__TASK DESCRIPTION__: Can you reproduce every line of the material below word for word, omitting the pictures?

__INPUT FOR THIS TASK__:
══════════════════════════════

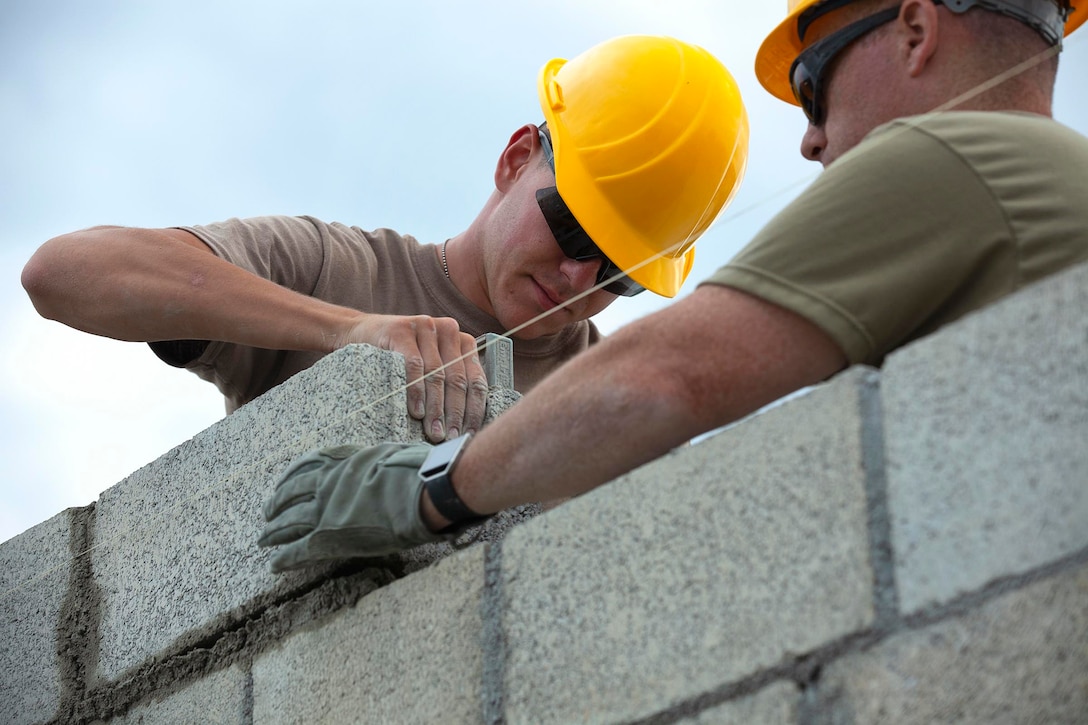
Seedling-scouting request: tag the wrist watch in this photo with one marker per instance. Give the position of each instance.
(435, 472)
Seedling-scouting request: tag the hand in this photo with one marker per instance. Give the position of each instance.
(447, 389)
(347, 501)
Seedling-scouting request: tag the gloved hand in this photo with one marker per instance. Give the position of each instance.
(347, 501)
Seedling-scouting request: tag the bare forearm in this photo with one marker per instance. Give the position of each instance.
(707, 360)
(153, 284)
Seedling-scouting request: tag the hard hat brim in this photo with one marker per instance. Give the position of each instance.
(782, 46)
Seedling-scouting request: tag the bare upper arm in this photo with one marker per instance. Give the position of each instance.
(733, 353)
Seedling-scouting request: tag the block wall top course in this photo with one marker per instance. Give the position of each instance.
(742, 551)
(35, 567)
(986, 426)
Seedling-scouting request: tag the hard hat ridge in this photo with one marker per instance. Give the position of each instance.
(650, 136)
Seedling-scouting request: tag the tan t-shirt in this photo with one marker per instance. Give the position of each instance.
(926, 220)
(379, 271)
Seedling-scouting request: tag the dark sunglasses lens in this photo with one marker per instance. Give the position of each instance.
(577, 244)
(804, 89)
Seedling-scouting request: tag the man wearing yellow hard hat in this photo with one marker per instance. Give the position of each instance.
(645, 142)
(947, 185)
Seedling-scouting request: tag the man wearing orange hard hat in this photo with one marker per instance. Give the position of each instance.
(947, 185)
(644, 143)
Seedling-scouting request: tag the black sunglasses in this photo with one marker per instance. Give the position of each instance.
(572, 238)
(807, 72)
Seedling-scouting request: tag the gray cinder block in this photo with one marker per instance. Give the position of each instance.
(35, 568)
(738, 553)
(176, 541)
(987, 443)
(1022, 658)
(410, 652)
(219, 697)
(775, 704)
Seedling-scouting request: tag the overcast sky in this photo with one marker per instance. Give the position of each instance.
(371, 113)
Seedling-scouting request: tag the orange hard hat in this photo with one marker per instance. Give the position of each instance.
(783, 45)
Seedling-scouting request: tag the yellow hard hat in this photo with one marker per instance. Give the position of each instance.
(783, 45)
(651, 143)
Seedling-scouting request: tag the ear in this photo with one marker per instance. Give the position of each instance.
(516, 157)
(918, 22)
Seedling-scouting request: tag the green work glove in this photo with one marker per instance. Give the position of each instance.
(347, 501)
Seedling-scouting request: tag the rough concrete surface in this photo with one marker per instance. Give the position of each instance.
(176, 541)
(734, 554)
(775, 704)
(1022, 658)
(218, 699)
(410, 652)
(987, 443)
(34, 579)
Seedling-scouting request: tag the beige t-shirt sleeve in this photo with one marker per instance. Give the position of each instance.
(879, 247)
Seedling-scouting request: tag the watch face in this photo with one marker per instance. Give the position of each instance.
(441, 456)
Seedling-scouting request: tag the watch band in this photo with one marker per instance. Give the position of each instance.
(436, 470)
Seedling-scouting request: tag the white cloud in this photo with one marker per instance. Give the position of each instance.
(370, 113)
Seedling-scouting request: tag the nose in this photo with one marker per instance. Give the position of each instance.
(813, 143)
(581, 274)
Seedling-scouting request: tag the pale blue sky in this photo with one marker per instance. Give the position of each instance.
(376, 114)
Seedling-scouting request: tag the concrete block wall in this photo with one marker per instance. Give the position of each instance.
(906, 544)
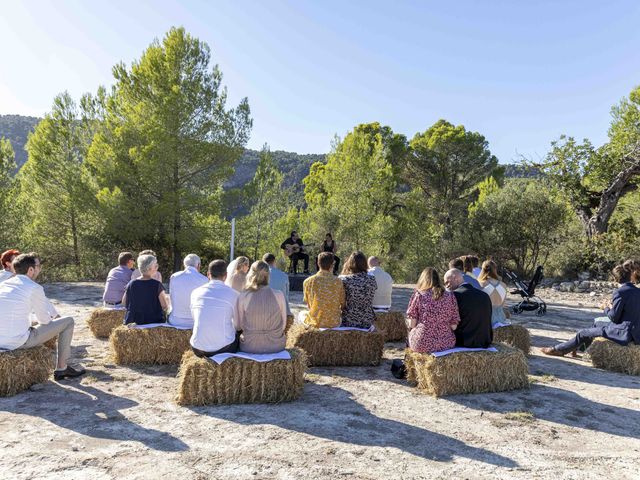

══════════════════════════════

__ANSWER__:
Seedling-scouting request: tag the wrist watch in this photo with one marker per instance. Give the position of each instance.
(435, 472)
Seedling-scouting request: tag the hand in this photo with one marker per instance. Give the position of each instance.
(447, 389)
(347, 501)
Seedling-scouting request: tag the gloved hand in this photo with one marker per instance. Give the position of each instance.
(347, 501)
Seedling-scouting request: tag the bare forearm in this photo with one marker per instance. Give the position of each instance.
(707, 360)
(153, 284)
Seedling-scouting request: tag the hard hat brim in this photo with one marker per instance. Give the position of each instance.
(782, 46)
Seedling-scouting request: tag the bare upper arm in this photo with one marker per instance. Give the position of each instance.
(733, 353)
Seedling-scouting request: tag the block wall top course in this photo with one marker per instance. Give the position of each instance.
(742, 551)
(35, 567)
(986, 426)
Seedling-scouting request: tag the hard hat ridge in this photo with one marker per instance. Give the position of each instance.
(650, 136)
Seedling-scouting request: tag the tan t-shirt in this photo with one marker per instance. Give the position of each instance.
(926, 220)
(379, 271)
Seedling-scouting request: tag the dark sunglasses lens in this photo with one marker per instance. Give the position of each instance.
(577, 244)
(804, 89)
Seedling-scouting request: tag the man wearing yellow hard hat in this photo with one marker per instance. Give the position of each instance.
(645, 142)
(947, 185)
Seedling-scouting request: tag the man wearing orange hard hat in this photo with one marker per instance. Give the position of each instance.
(947, 185)
(644, 143)
Seedling-scouting request: tag the black sunglasses in this photo with one marker per instance. Give the position of each instance.
(572, 238)
(807, 72)
Seedling-scouting request: tag the gray cinder block in this photo with one marker per instance. Give the position of each instance.
(35, 568)
(738, 553)
(176, 541)
(987, 443)
(1022, 658)
(410, 652)
(219, 697)
(775, 704)
Seedling-scouting request: tag the overcast sky in this photo with one marker per instance. Give the position of each instance.
(371, 113)
Seedling-scouting request: tag the orange hard hat in this photo with one marker per instance. Give the position of each instance.
(783, 45)
Seedling-scouting request: tag the yellow hard hat in this photo with one marker per instance. Give the position of each instance.
(783, 45)
(651, 143)
Seedling-scouting request: tag the ear in this photo with one marker per instance. Give the position of each instance.
(516, 157)
(918, 22)
Seedling-scouting request: tag the green work glove in this photo with one marker per instance. Give the position of each instance.
(347, 501)
Seedling-scouting request: tag the rough concrete surface in this photo with one marker per instance. Give the position of each instance.
(176, 541)
(734, 554)
(775, 704)
(1022, 658)
(218, 699)
(410, 652)
(987, 443)
(34, 579)
Seedling-scouting request: tag the beige t-shirt sleeve in this photo with one marker per instance. Give the position of each instance.
(879, 247)
Seedling-scouting request: tag the watch face in this photo with one marker per instance. Give the position of each instance.
(441, 456)
Seedling-scouting request: tag the watch band in this photo with one marker per instance. Give the position of each instance.
(436, 470)
Seedling-scouting request: tag the white cloud in this photo with one marker per instance. Give the position of each instance.
(370, 113)
Seedling-scouting request: tag the nose in this photo with one marker per instance. Give the position of each instance.
(813, 143)
(581, 274)
Seedling-scouting request: tag the pale blue sky in this photo with one marker per instance. Give the position of each instance.
(376, 114)
Seedling-scouting request: tag the concrete block wall in this photo with one marker per instance. Give the position of each instance.
(906, 544)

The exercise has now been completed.